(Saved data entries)
+++
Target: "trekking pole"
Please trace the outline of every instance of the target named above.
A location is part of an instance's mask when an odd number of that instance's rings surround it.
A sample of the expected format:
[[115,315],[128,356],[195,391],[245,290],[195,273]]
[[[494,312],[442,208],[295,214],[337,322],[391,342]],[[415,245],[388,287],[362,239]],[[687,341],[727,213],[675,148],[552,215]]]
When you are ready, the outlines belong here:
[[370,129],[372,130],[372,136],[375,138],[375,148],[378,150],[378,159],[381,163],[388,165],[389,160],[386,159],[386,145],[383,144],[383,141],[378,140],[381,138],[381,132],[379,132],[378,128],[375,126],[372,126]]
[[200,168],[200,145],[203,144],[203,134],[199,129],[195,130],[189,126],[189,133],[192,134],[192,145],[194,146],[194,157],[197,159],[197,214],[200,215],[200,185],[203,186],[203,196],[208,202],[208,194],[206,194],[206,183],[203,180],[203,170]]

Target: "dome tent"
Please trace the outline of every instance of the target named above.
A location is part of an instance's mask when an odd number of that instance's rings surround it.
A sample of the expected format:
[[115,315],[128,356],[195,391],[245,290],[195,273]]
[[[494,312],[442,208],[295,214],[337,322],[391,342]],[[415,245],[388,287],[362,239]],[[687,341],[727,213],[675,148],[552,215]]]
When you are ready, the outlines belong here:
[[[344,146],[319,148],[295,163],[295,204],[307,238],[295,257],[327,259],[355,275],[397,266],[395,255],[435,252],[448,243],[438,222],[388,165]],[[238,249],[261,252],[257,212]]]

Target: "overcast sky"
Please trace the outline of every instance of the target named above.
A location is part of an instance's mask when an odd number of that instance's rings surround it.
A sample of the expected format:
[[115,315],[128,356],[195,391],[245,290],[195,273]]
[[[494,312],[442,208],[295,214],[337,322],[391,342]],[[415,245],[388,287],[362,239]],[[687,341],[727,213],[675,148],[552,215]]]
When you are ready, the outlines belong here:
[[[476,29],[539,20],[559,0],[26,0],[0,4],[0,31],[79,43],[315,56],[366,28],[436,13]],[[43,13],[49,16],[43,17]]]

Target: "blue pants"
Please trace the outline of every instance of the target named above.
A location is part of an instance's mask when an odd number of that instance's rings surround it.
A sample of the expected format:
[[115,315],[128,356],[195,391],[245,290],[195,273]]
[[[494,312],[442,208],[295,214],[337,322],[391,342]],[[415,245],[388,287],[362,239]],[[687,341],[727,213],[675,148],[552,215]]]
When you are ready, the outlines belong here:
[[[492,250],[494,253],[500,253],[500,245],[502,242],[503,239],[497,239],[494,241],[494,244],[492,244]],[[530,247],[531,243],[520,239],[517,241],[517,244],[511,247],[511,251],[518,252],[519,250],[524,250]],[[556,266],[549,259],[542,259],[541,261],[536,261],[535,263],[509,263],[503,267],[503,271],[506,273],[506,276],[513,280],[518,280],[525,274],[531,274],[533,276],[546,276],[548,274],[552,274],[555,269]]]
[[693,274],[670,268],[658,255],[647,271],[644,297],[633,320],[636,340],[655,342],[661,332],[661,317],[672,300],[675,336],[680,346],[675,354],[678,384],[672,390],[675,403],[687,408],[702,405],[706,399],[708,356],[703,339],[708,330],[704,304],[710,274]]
+++
◆ **EXERCISE DIRECTIONS**:
Print all of the data exactly as it was given.

◆ **FINISHED TASK**:
Target: "trekking pole"
Please trace the outline of every instance of the target named above.
A location is part of an instance's mask when an odd number of that instance's rings surround it.
A sample of the expected format:
[[115,315],[128,356],[195,391],[245,290],[195,273]]
[[[494,312],[442,208],[295,214],[337,322],[391,342]],[[415,245],[388,287],[362,239]],[[687,341],[727,213],[675,148],[552,215]]]
When you are ready, the outlines belong here:
[[370,129],[372,130],[372,136],[375,138],[375,148],[378,150],[378,159],[381,163],[388,165],[389,160],[386,159],[386,145],[383,144],[383,141],[378,140],[381,138],[381,132],[379,132],[378,128],[375,126],[372,126]]
[[200,168],[200,145],[203,144],[203,134],[199,129],[195,130],[189,126],[189,133],[192,134],[192,145],[194,146],[194,157],[197,159],[197,214],[200,215],[200,185],[203,186],[203,196],[208,202],[208,194],[206,194],[206,183],[203,180],[203,170]]

Target: "dome tent"
Please trace the outline of every instance of the target named above.
A location is part of an instance's mask when an odd number of that instance's rings surround it.
A sample of the expected format:
[[115,315],[128,356],[195,391],[245,290],[195,273]]
[[[494,312],[442,208],[295,214],[337,322],[391,342]],[[415,245],[388,287],[362,239]],[[687,341],[727,213],[675,148],[552,215]]]
When you are ready, the outlines belong here:
[[[344,146],[319,148],[295,163],[295,204],[307,238],[295,257],[327,259],[355,275],[397,266],[395,255],[435,252],[448,243],[438,222],[388,165]],[[238,249],[261,252],[257,212]]]

Target: "overcast sky"
Please trace the outline of every instance of the target named above.
A location is part of an instance's mask when an odd number of that instance's rings surround it.
A sample of the expected format:
[[115,315],[128,356],[195,391],[245,290],[195,273]]
[[[494,312],[442,208],[295,214],[337,322],[391,342]],[[415,245],[388,287],[362,239]],[[687,341],[727,213],[675,148],[552,215]]]
When you are ready, the outlines belong here:
[[[476,29],[539,20],[559,0],[26,0],[0,4],[0,31],[79,43],[315,56],[366,28],[436,13]],[[43,13],[49,16],[43,17]]]

Target: "blue pants"
Please trace the outline of every instance of the target named above.
A location is part of an instance's mask when an odd number of that instance's rings surround it.
A sample of the expected format:
[[115,315],[128,356],[195,391],[245,290],[195,273]]
[[[494,312],[442,208],[295,214],[337,322],[391,342]],[[415,245],[388,287],[362,239]],[[687,341],[727,213],[675,148],[552,215]]]
When you are ready, the outlines belong here:
[[[492,250],[494,253],[500,253],[500,245],[502,242],[503,239],[497,239],[494,241],[494,244],[492,244]],[[530,247],[531,243],[520,239],[517,241],[517,244],[511,247],[511,251],[518,252],[519,250],[524,250]],[[556,266],[549,259],[542,259],[541,261],[536,261],[535,263],[509,263],[503,267],[503,271],[506,273],[506,276],[513,280],[518,280],[525,274],[531,274],[533,276],[546,276],[548,274],[552,274],[555,269]]]
[[693,274],[670,268],[658,255],[647,271],[644,297],[633,320],[636,340],[655,342],[661,332],[661,317],[672,300],[675,336],[680,346],[675,354],[678,384],[672,390],[675,403],[687,408],[702,405],[706,399],[708,356],[703,339],[708,330],[704,304],[710,274]]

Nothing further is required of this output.